# [STATED GOAL]
Reproduce, unchanged, the lines below from the line with "Target: paved walkway" to the line with "12,516 -> 387,610", both of those lines included. Leave the pictures out of your answer.

========================================

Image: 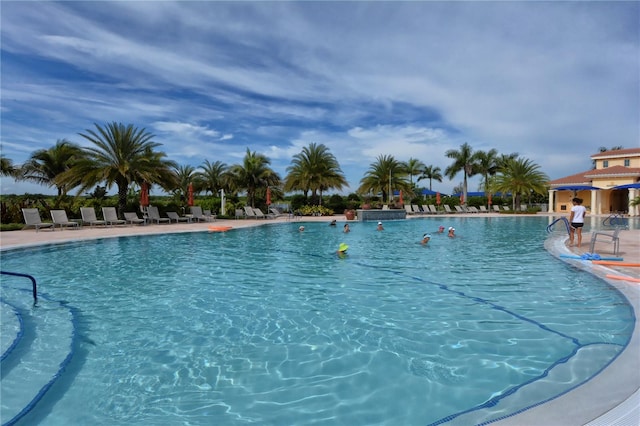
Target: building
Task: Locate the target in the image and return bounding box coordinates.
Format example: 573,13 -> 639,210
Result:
549,148 -> 640,216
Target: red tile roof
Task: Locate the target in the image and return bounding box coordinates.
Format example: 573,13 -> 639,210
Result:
591,148 -> 640,160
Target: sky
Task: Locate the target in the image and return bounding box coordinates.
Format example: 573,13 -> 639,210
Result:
0,1 -> 640,194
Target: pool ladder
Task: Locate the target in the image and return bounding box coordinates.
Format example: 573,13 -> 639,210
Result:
547,217 -> 571,235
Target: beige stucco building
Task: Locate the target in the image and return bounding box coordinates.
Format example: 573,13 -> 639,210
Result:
549,148 -> 640,216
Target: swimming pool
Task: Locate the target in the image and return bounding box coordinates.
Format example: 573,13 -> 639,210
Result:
1,217 -> 635,425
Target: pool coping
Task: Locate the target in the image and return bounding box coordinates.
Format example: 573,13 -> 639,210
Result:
0,213 -> 640,426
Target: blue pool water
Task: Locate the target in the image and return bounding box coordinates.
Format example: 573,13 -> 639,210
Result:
0,217 -> 635,425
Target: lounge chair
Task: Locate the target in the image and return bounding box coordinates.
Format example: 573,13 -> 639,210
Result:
147,206 -> 171,224
589,227 -> 624,255
80,207 -> 107,227
189,206 -> 211,222
102,207 -> 127,226
22,209 -> 56,232
124,212 -> 145,225
51,210 -> 80,230
167,212 -> 191,223
244,206 -> 265,219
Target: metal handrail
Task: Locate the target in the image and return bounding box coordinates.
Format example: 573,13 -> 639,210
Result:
547,217 -> 571,235
0,271 -> 38,304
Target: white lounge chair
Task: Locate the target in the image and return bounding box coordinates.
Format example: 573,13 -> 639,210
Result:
147,206 -> 171,224
22,209 -> 56,232
167,212 -> 191,223
124,212 -> 145,225
589,228 -> 623,255
80,207 -> 107,227
189,206 -> 211,222
102,207 -> 127,226
51,210 -> 80,230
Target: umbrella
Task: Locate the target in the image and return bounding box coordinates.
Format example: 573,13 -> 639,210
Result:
187,183 -> 193,206
140,182 -> 149,207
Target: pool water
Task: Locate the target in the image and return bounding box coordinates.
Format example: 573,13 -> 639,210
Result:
0,217 -> 635,425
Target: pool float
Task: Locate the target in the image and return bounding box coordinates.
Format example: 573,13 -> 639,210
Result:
208,225 -> 232,232
605,274 -> 640,283
593,260 -> 640,267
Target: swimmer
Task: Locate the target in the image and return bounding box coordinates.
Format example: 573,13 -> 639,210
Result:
336,243 -> 349,257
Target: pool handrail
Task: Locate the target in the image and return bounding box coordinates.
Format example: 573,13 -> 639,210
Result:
547,217 -> 571,235
0,271 -> 38,305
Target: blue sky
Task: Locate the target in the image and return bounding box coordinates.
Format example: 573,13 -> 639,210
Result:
0,1 -> 640,194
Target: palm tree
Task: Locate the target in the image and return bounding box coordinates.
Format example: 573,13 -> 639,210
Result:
493,158 -> 549,210
20,139 -> 84,201
198,160 -> 228,195
0,155 -> 20,178
61,122 -> 176,213
172,165 -> 200,200
418,166 -> 442,191
358,155 -> 413,203
284,143 -> 349,204
229,148 -> 280,207
404,158 -> 425,188
444,142 -> 476,204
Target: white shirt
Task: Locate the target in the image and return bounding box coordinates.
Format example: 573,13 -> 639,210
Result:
571,205 -> 587,223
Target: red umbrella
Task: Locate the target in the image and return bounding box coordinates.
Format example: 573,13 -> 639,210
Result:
187,183 -> 193,206
140,182 -> 149,207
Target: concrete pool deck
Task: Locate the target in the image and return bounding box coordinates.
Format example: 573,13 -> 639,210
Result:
0,213 -> 640,426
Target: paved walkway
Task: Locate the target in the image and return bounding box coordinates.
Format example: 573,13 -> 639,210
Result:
0,213 -> 640,426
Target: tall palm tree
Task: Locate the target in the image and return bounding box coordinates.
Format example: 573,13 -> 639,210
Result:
20,139 -> 84,201
404,158 -> 425,188
418,166 -> 442,191
493,158 -> 549,210
284,143 -> 349,204
229,148 -> 280,207
61,122 -> 176,213
198,160 -> 228,195
358,155 -> 413,203
444,142 -> 476,204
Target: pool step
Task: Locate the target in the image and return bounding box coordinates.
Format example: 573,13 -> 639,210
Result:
0,286 -> 75,425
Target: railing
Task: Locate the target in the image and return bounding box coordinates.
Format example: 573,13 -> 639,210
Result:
0,271 -> 38,304
602,213 -> 629,228
547,217 -> 571,235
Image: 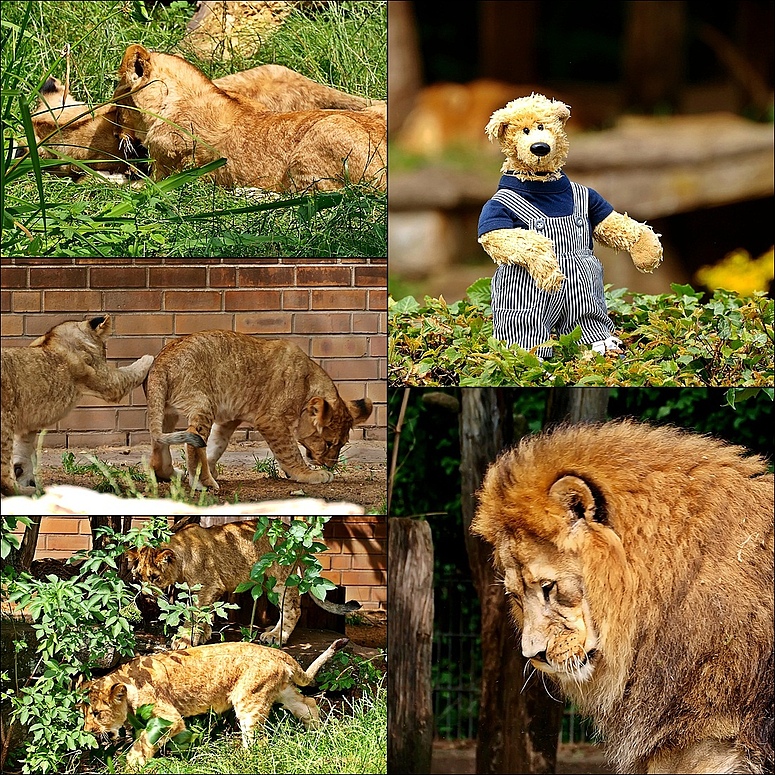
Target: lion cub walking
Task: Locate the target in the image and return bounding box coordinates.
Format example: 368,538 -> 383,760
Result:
0,315 -> 153,495
146,331 -> 372,490
84,638 -> 348,769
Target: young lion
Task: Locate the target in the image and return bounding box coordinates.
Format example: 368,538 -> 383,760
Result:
28,65 -> 386,182
0,315 -> 153,495
84,638 -> 348,769
114,44 -> 387,192
126,519 -> 360,648
146,331 -> 372,490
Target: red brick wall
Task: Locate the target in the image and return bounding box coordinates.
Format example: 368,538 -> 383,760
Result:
0,258 -> 387,447
12,516 -> 387,610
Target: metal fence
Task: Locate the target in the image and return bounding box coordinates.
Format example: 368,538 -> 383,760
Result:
433,577 -> 592,743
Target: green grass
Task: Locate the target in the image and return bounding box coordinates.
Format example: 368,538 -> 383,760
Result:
98,689 -> 387,775
0,0 -> 387,257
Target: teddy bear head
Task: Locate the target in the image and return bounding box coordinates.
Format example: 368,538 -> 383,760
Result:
484,92 -> 570,180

========================================

# [RESULT]
Target: paved walkway
Task: Locate the target in the image and return bounding box coordinates.
Format example: 573,13 -> 639,210
Result:
0,213 -> 640,426
Target: tall palm tree
Task: Locate the target in the image and return bounding box coordinates.
Format example: 573,13 -> 639,210
Result:
20,139 -> 84,201
404,158 -> 425,188
418,166 -> 442,191
493,158 -> 549,210
284,143 -> 349,204
229,148 -> 280,207
61,122 -> 176,213
198,160 -> 228,195
358,155 -> 413,203
444,142 -> 476,204
Target: pool step
Task: Locate the target in the image and return bounding box coordinates.
Format example: 573,13 -> 639,210
Result:
0,286 -> 75,425
Target: railing
Task: Locate the target in the image and return bounding box coordinates.
Format example: 573,13 -> 639,210
Result:
0,271 -> 38,304
602,213 -> 629,228
547,217 -> 571,235
Image: 
Target: lion cub walking
Task: Locate the target in the image and return bounding box coordinates.
Format example: 368,538 -> 383,760
Result:
0,315 -> 153,495
146,331 -> 372,490
84,638 -> 348,769
Target: young lion
Task: Locate the target in the image and return bounding box coordinates.
Format example: 368,538 -> 383,760
Result:
28,65 -> 386,182
0,315 -> 153,495
84,638 -> 348,769
114,44 -> 387,192
126,519 -> 360,648
146,331 -> 372,490
Target: red brick wall
Task: Locate the target in the image and return bounding box coordinates.
Format example: 368,538 -> 383,760
Result:
0,258 -> 387,447
12,516 -> 387,610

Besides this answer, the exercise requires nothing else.